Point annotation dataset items
>>>>

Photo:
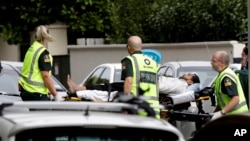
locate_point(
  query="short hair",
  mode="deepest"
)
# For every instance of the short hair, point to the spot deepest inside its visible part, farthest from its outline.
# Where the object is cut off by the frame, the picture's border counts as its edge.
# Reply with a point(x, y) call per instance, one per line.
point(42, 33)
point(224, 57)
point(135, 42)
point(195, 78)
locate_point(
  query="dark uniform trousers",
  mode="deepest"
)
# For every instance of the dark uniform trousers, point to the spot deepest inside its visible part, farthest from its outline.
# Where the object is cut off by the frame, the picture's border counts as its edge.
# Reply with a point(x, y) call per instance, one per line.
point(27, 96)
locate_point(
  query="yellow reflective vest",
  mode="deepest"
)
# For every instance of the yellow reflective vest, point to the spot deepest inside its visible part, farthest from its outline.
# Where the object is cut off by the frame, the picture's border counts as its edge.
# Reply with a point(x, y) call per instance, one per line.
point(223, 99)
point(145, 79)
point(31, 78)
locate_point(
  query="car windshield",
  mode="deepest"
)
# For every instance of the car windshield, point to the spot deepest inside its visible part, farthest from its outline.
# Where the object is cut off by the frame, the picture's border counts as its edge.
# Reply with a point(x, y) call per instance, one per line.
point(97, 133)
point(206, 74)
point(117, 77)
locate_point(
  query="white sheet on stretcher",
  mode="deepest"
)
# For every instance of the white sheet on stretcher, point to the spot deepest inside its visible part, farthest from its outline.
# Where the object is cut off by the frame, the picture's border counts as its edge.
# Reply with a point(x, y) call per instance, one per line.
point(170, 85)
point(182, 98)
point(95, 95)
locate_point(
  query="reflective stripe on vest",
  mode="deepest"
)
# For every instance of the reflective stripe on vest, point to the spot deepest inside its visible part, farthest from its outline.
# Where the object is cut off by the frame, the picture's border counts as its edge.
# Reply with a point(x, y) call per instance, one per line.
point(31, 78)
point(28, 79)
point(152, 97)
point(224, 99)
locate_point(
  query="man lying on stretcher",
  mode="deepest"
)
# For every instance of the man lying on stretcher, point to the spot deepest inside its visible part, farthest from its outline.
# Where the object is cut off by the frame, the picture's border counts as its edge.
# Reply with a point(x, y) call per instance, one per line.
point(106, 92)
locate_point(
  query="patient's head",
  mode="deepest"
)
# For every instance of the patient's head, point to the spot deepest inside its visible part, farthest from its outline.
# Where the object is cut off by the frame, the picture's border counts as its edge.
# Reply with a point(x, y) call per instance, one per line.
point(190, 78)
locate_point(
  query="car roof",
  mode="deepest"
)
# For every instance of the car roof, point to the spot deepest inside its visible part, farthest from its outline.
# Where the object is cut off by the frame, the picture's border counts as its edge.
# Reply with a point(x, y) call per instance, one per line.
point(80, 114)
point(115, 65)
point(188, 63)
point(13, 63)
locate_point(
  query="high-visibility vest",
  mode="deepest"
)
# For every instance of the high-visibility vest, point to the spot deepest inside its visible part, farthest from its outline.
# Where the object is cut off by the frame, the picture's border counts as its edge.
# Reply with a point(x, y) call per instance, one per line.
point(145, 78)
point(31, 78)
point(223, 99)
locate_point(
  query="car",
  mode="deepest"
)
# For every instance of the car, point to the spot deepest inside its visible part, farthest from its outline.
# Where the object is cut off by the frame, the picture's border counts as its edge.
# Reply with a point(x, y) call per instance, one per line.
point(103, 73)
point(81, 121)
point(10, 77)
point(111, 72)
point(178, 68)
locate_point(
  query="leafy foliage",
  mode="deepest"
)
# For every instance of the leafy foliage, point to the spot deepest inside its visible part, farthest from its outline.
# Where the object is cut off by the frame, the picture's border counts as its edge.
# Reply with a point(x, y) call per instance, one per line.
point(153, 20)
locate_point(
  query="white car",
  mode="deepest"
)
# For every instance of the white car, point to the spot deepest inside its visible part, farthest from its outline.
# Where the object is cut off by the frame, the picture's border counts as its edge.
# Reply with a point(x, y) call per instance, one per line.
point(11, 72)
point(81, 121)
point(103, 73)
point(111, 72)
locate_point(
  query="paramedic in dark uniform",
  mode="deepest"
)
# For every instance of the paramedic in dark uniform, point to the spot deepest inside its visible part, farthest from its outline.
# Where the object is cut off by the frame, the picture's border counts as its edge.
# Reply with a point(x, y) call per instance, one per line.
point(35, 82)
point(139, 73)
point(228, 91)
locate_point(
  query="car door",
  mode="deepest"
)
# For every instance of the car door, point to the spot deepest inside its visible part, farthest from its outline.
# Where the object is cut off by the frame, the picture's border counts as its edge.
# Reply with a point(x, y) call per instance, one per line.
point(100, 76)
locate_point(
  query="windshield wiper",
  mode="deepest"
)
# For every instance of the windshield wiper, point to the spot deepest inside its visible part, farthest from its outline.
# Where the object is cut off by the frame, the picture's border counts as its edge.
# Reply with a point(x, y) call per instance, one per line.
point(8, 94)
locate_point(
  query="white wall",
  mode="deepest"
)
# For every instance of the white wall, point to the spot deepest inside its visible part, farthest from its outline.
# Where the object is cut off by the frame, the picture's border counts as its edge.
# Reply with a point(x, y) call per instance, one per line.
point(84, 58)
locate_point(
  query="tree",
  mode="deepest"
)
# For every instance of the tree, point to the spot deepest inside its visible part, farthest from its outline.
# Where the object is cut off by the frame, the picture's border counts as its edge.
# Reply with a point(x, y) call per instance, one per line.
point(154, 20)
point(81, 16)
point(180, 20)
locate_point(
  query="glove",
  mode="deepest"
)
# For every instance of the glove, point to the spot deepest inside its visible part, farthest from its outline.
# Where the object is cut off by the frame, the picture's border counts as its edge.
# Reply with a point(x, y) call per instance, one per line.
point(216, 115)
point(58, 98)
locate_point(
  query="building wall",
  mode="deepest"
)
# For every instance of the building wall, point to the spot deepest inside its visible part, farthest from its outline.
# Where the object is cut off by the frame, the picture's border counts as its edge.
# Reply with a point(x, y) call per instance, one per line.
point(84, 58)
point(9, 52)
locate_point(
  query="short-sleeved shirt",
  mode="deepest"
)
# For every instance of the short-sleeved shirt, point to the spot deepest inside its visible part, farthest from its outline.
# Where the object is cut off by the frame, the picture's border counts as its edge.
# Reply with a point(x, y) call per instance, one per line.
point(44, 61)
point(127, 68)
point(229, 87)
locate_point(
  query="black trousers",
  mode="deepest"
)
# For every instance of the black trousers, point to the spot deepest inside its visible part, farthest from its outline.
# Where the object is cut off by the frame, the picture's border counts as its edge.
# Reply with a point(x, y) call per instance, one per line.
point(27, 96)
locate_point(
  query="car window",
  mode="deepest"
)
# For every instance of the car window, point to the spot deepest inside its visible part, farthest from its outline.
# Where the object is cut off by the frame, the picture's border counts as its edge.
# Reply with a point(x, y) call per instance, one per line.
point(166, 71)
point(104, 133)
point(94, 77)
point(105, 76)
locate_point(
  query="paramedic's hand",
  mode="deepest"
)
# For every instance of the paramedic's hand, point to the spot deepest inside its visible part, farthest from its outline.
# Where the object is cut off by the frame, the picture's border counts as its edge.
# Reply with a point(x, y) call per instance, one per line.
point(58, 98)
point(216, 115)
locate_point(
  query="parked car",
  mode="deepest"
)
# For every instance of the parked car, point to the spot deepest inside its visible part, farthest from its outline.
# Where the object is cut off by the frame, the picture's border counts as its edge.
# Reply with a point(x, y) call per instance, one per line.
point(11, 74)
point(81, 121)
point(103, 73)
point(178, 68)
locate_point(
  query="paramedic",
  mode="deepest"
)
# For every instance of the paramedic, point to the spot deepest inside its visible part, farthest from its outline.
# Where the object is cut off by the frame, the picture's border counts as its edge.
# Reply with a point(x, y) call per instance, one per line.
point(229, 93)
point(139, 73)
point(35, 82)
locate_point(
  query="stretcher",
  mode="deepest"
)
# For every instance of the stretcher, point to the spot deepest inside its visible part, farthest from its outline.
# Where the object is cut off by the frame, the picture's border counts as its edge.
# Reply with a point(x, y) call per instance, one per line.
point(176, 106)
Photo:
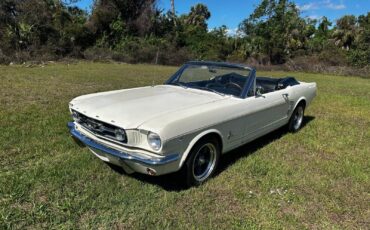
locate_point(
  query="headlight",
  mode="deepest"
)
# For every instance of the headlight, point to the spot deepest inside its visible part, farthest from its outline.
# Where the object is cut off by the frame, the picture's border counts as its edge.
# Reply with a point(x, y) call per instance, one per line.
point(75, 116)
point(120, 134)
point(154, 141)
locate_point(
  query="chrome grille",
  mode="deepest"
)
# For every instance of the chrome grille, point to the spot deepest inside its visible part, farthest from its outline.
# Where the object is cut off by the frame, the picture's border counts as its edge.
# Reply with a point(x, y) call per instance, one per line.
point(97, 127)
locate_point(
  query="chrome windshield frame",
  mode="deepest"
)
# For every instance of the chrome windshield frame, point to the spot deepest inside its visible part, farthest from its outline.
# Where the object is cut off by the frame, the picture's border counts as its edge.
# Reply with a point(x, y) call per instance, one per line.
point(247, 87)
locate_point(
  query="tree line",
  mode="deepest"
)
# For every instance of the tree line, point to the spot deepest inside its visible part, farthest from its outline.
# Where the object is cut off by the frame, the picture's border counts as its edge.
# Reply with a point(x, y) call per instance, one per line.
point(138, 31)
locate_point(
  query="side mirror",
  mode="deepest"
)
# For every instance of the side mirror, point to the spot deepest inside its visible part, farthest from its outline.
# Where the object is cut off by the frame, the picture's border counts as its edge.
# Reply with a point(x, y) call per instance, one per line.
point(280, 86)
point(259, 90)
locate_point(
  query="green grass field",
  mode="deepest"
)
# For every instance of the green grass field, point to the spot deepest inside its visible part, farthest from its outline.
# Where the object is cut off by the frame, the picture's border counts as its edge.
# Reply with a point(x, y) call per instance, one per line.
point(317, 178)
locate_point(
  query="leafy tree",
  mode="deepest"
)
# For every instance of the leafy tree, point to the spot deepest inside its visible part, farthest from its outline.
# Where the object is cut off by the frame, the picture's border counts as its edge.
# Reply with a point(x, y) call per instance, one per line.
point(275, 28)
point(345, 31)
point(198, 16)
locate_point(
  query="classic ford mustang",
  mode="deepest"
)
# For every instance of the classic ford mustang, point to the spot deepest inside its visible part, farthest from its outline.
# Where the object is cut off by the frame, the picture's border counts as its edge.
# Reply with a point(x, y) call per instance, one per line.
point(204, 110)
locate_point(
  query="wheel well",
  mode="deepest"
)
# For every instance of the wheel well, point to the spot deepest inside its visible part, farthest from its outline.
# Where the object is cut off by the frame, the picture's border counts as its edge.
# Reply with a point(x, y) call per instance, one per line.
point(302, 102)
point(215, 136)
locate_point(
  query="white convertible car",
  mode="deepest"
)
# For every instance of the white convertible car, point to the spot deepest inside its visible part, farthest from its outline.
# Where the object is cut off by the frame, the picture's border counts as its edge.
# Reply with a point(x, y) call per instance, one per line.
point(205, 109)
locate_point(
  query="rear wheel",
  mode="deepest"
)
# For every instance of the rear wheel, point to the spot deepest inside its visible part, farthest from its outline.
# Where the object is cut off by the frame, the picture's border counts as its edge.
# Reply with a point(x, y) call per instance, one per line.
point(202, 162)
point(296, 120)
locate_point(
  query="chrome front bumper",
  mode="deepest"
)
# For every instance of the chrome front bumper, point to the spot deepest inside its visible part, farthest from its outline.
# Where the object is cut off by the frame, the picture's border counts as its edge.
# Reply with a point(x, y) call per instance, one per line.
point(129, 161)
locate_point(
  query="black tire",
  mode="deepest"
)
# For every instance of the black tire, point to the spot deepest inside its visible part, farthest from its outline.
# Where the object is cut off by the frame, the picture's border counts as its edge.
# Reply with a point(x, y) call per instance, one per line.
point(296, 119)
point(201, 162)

<<<<

Rewrite the items from the start through the line with "point(195, 78)", swapping "short hair" for "curly hair" and changing nothing else. Leave the pictures out of your answer.

**Full output**.
Photo:
locate_point(
  query="curly hair",
  mode="deepest"
)
# For every instance of the curly hair, point to the spot deepest inside its visible part, farthest from its outline.
# Where the object is cut off by the frame, the picture's border counts as its edge.
# Reply with a point(x, y) call per instance, one per line.
point(42, 33)
point(224, 57)
point(135, 42)
point(195, 78)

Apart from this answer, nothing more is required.